Items listed in a dataset
-- Opening Marker --
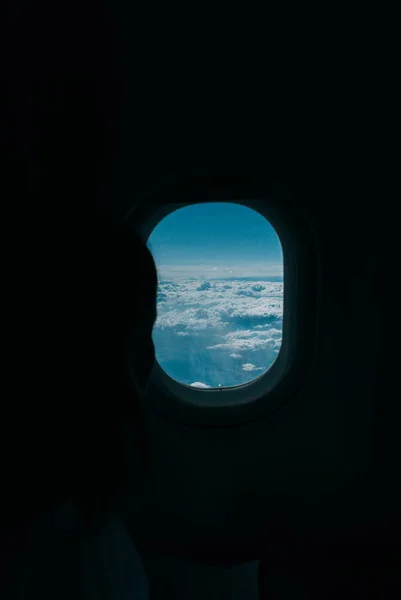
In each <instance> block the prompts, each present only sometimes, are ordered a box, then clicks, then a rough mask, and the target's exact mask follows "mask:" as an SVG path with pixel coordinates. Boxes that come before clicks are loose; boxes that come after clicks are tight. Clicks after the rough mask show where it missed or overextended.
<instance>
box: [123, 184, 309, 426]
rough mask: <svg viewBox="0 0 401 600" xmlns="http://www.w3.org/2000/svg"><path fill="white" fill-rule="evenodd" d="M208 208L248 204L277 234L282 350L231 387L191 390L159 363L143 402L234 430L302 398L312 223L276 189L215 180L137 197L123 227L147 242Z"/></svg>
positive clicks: (259, 418) (154, 368)
mask: <svg viewBox="0 0 401 600" xmlns="http://www.w3.org/2000/svg"><path fill="white" fill-rule="evenodd" d="M177 198H180V201H179V202H177V200H176V199H177ZM205 202H228V203H236V204H242V205H243V206H247V207H248V208H251V209H253V210H255V211H256V212H258V213H259V214H260V215H261V216H262V217H265V218H266V219H267V220H268V221H269V223H270V224H271V225H272V226H273V228H274V229H275V231H276V232H277V235H278V236H279V239H280V242H281V246H282V250H283V263H284V265H283V266H284V302H283V335H282V344H281V348H280V351H279V353H278V356H277V358H276V359H275V361H274V363H273V364H272V366H271V367H270V368H269V369H268V370H267V371H266V372H265V373H263V374H261V375H259V376H258V377H256V378H255V379H253V380H252V381H250V382H248V383H245V384H242V385H239V386H235V387H224V388H210V389H204V388H196V387H193V386H188V385H185V384H182V383H180V382H178V381H176V380H175V379H173V378H172V377H170V376H169V375H168V374H167V373H166V372H165V371H164V370H163V368H162V367H161V366H160V365H159V363H158V362H157V361H156V363H155V366H154V369H153V371H152V374H151V377H150V379H149V383H148V392H147V394H146V404H147V405H148V406H149V407H150V408H152V409H154V410H156V411H157V412H158V413H159V414H161V415H163V416H165V417H170V418H173V419H174V420H177V419H178V420H179V421H181V422H184V423H186V424H196V425H200V424H202V425H204V426H212V427H213V426H229V425H237V424H243V423H245V422H249V421H254V420H259V419H260V418H263V417H265V416H266V415H269V414H271V413H274V412H276V411H277V410H279V409H280V408H281V407H282V406H284V405H285V404H287V403H288V402H289V401H290V400H291V399H292V398H293V397H294V394H297V393H298V392H299V389H300V385H301V383H302V381H303V380H304V379H305V377H306V376H307V374H308V373H309V371H310V368H311V366H312V362H313V354H314V345H315V337H316V323H315V321H316V307H317V288H318V281H317V261H316V252H315V244H314V238H313V233H312V230H311V228H310V226H309V224H308V223H306V222H305V220H304V219H303V218H302V216H301V215H299V213H298V211H297V210H296V205H295V203H294V202H292V201H291V199H290V198H288V197H285V195H284V194H282V193H280V191H279V190H277V189H276V190H275V193H272V192H271V191H268V190H266V189H264V188H262V187H261V186H260V185H258V186H255V185H254V184H249V183H246V184H244V183H243V182H242V183H239V182H233V183H231V182H227V181H220V180H218V179H213V180H212V181H210V180H207V181H205V180H201V181H199V180H195V181H189V182H185V183H183V184H182V185H178V186H165V187H161V188H160V189H159V190H158V191H156V192H153V193H151V194H148V195H146V196H144V197H143V198H141V199H139V201H138V203H137V204H136V205H135V206H134V208H133V209H132V210H131V211H130V212H129V213H128V214H127V216H126V219H125V222H126V224H127V225H128V226H129V227H131V228H132V229H133V230H135V231H136V232H137V233H138V234H139V236H140V237H141V238H142V239H143V240H144V242H147V240H148V238H149V236H150V234H151V232H152V231H153V229H154V228H155V227H156V225H157V224H158V223H160V221H161V220H162V219H163V218H165V217H166V216H167V215H168V214H170V213H171V212H173V211H174V210H177V209H179V208H183V207H185V206H189V205H191V204H196V203H205ZM306 290H308V293H306ZM228 409H229V410H228Z"/></svg>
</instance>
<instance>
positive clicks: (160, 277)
mask: <svg viewBox="0 0 401 600" xmlns="http://www.w3.org/2000/svg"><path fill="white" fill-rule="evenodd" d="M148 246H149V248H150V249H151V251H152V254H153V256H154V258H155V261H156V265H157V268H158V272H159V279H181V278H189V277H194V278H196V279H216V278H218V279H222V278H240V277H256V278H263V277H269V276H273V277H280V276H282V249H281V244H280V241H279V238H278V236H277V233H276V232H275V230H274V228H273V227H272V226H271V225H270V223H269V222H268V221H267V220H266V219H265V218H264V217H263V216H261V215H260V214H259V213H257V212H255V211H254V210H252V209H250V208H248V207H246V206H242V205H240V204H234V203H224V202H218V203H217V202H213V203H205V204H196V205H191V206H188V207H184V208H181V209H178V210H176V211H175V212H173V213H170V214H169V215H168V216H167V217H165V218H164V219H163V220H162V221H161V222H160V223H159V224H158V225H157V226H156V228H155V229H154V230H153V232H152V233H151V235H150V238H149V240H148Z"/></svg>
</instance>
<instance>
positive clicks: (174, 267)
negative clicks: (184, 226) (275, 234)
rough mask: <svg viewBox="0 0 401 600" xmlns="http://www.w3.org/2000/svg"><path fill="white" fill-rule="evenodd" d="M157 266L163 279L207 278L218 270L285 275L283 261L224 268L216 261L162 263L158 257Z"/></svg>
mask: <svg viewBox="0 0 401 600" xmlns="http://www.w3.org/2000/svg"><path fill="white" fill-rule="evenodd" d="M156 266H157V270H158V272H159V275H160V277H161V278H163V279H175V280H179V279H188V278H189V277H196V278H197V279H198V280H199V279H205V278H206V277H211V276H213V277H214V276H215V275H216V271H219V272H222V273H223V277H230V278H231V277H233V278H235V277H238V278H240V277H253V278H258V277H271V276H274V277H282V276H283V263H282V262H279V263H268V262H263V263H254V262H252V263H246V262H244V263H243V264H241V265H235V266H230V267H229V268H222V267H221V266H220V265H217V266H216V263H215V264H213V263H208V264H199V263H197V264H181V265H176V264H175V265H173V264H170V265H168V264H162V262H161V261H159V260H157V259H156Z"/></svg>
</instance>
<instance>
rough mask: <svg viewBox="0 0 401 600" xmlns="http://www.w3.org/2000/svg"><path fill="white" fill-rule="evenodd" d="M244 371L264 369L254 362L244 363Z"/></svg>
mask: <svg viewBox="0 0 401 600" xmlns="http://www.w3.org/2000/svg"><path fill="white" fill-rule="evenodd" d="M242 369H243V370H244V371H263V367H256V366H255V365H253V364H252V363H245V364H244V365H242Z"/></svg>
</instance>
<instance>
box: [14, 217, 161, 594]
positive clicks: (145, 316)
mask: <svg viewBox="0 0 401 600" xmlns="http://www.w3.org/2000/svg"><path fill="white" fill-rule="evenodd" d="M92 229H93V232H92V234H90V233H88V232H86V233H85V235H86V243H85V248H84V245H81V244H80V242H79V234H77V235H76V236H75V243H76V250H77V248H78V247H79V252H78V251H75V252H74V254H73V255H72V256H71V257H70V260H69V261H66V265H67V266H68V268H67V269H66V271H65V272H64V282H63V288H65V290H68V293H67V291H66V295H65V296H64V295H62V294H61V295H60V298H61V297H62V298H63V301H62V305H63V306H64V309H65V310H66V311H67V310H68V311H69V313H70V318H68V320H67V322H68V323H69V327H68V328H67V327H66V328H63V329H62V331H59V334H60V335H59V348H58V355H59V360H60V362H61V363H62V364H63V369H62V370H63V371H64V372H65V376H64V378H63V382H65V383H64V384H63V386H64V387H63V390H62V391H63V393H62V394H60V395H59V396H58V397H57V398H56V399H55V402H57V403H58V410H57V411H55V410H54V409H50V410H49V413H48V418H47V420H46V421H43V419H41V417H42V415H41V413H40V411H39V412H37V413H36V415H37V418H36V419H35V420H34V421H32V422H31V429H32V431H34V435H31V437H30V438H28V440H29V441H28V440H25V444H24V445H23V451H24V452H26V453H27V455H28V454H29V465H28V468H27V471H28V469H31V470H32V469H34V471H35V487H34V488H33V489H32V494H31V495H32V498H33V499H34V501H33V502H31V503H30V504H29V505H27V504H25V505H24V503H22V504H21V507H19V510H16V511H15V516H13V519H12V523H11V522H10V523H9V526H8V531H7V535H6V536H5V537H4V538H3V539H4V540H5V541H6V543H5V544H4V554H5V555H7V556H6V557H5V559H6V561H7V564H8V567H9V568H8V580H9V589H8V590H7V592H8V593H10V592H11V590H13V592H14V593H15V594H16V596H15V597H23V598H25V597H26V598H36V597H38V598H43V599H44V598H48V597H49V598H50V597H58V598H78V597H80V595H81V594H83V593H85V594H89V597H92V596H91V594H92V595H93V594H94V596H93V597H97V596H96V594H97V593H98V592H97V591H96V590H97V586H99V585H100V586H101V587H103V584H102V583H101V582H102V581H114V580H115V578H116V577H117V585H119V586H120V585H122V586H124V585H125V586H127V585H128V589H130V588H129V586H130V585H131V590H132V585H133V586H134V587H135V573H134V574H132V573H130V575H129V581H130V582H131V583H127V580H126V579H124V575H123V574H121V565H120V566H119V569H120V570H119V575H114V577H113V573H110V572H106V571H109V570H110V569H111V570H112V569H113V567H112V565H111V564H110V559H108V558H107V556H105V548H106V549H107V552H109V551H110V552H115V548H116V547H117V550H118V549H119V548H120V547H121V551H122V552H123V556H124V557H127V558H126V560H127V561H128V560H130V559H131V562H132V561H133V559H132V556H131V555H132V553H133V552H135V549H133V550H129V548H128V550H127V546H129V544H130V543H131V542H130V539H129V537H128V534H126V535H125V534H124V526H123V525H122V522H121V521H118V520H116V517H115V515H116V513H118V505H119V502H120V501H121V499H122V498H123V497H124V494H127V493H132V490H134V492H135V490H136V489H137V490H138V488H140V486H141V480H142V478H143V474H144V473H145V472H146V442H145V436H144V427H143V418H142V409H141V399H140V396H141V392H142V390H143V388H144V386H145V385H146V382H147V380H148V377H149V375H150V372H151V370H152V367H153V363H154V346H153V341H152V335H151V334H152V328H153V325H154V321H155V318H156V288H157V274H156V269H155V265H154V262H153V258H152V256H151V254H150V252H149V250H148V249H147V248H146V245H145V244H144V243H143V242H142V241H141V240H140V239H139V237H138V236H137V235H136V234H134V233H133V232H132V231H130V230H129V229H127V228H125V227H122V226H117V225H112V224H110V223H108V222H107V221H106V220H103V219H97V221H96V224H95V225H94V226H93V227H92ZM67 298H68V301H67ZM59 308H60V306H59ZM49 318H50V317H49ZM44 325H45V324H44ZM49 327H50V325H49ZM59 374H60V373H59ZM60 387H61V386H60ZM43 412H45V411H43ZM52 420H53V422H51V421H52ZM28 444H30V448H28ZM27 471H26V473H25V472H24V473H23V475H27ZM128 490H130V492H128ZM11 496H12V494H11ZM16 497H17V496H16V495H15V498H16ZM113 519H114V521H113ZM102 536H103V538H105V539H106V541H104V539H103V538H102ZM102 539H103V541H102ZM113 540H114V541H113ZM113 544H114V546H113ZM113 547H114V550H113ZM109 549H110V550H109ZM107 552H106V553H107ZM130 552H131V554H130ZM115 560H117V561H118V557H116V559H115ZM3 566H4V564H3ZM132 566H133V569H134V570H135V566H134V565H133V562H132ZM102 571H103V572H102ZM141 576H142V577H143V575H141ZM119 577H120V578H121V582H120V583H119V582H118V578H119ZM132 578H133V579H132ZM132 581H133V582H134V583H132ZM114 585H116V582H115V581H114V583H112V584H111V586H112V587H113V586H114ZM88 586H89V589H88ZM142 587H143V584H142ZM85 590H86V591H85ZM103 592H104V593H106V592H105V590H103ZM103 592H102V593H103ZM18 594H22V596H19V595H18ZM85 597H86V596H85ZM105 597H108V596H107V595H106V596H105ZM111 597H113V595H111ZM140 597H142V596H140Z"/></svg>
-- Closing Marker --
Using the data above, reproduce exactly the lines from the line that contains "371L264 369L254 362L244" through the line that contains "box: [14, 217, 161, 594]", including both.

▸ **Solution to this task**:
rough mask: <svg viewBox="0 0 401 600" xmlns="http://www.w3.org/2000/svg"><path fill="white" fill-rule="evenodd" d="M244 371L264 369L254 362L244 363Z"/></svg>
mask: <svg viewBox="0 0 401 600" xmlns="http://www.w3.org/2000/svg"><path fill="white" fill-rule="evenodd" d="M242 369H243V370H244V371H263V367H256V366H255V365H253V364H252V363H245V364H244V365H242Z"/></svg>
</instance>
<instance>
box: [14, 217, 161, 594]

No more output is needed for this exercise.